====== RECORDS TO PROCESS
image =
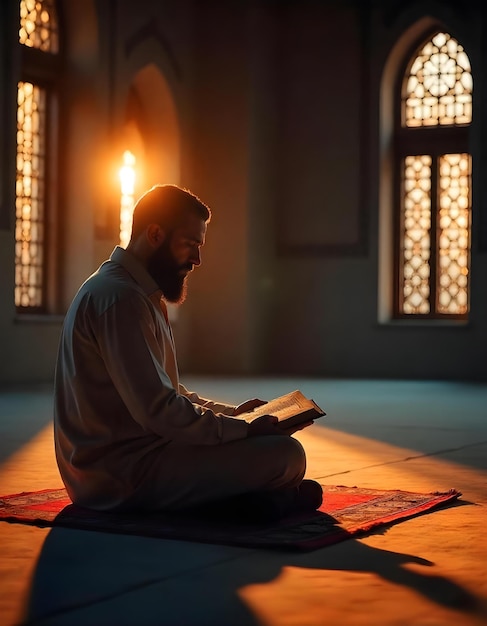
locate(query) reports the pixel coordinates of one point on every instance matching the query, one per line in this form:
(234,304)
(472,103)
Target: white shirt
============
WORK REQUIRED
Copy out every line of the records above without changing a character, and leave out the pictures.

RESULT OF THE EXERCISE
image =
locate(query) reports the pixel coordinates of one point on every instance matching the query, one per line in this form:
(234,304)
(472,103)
Target: white shirt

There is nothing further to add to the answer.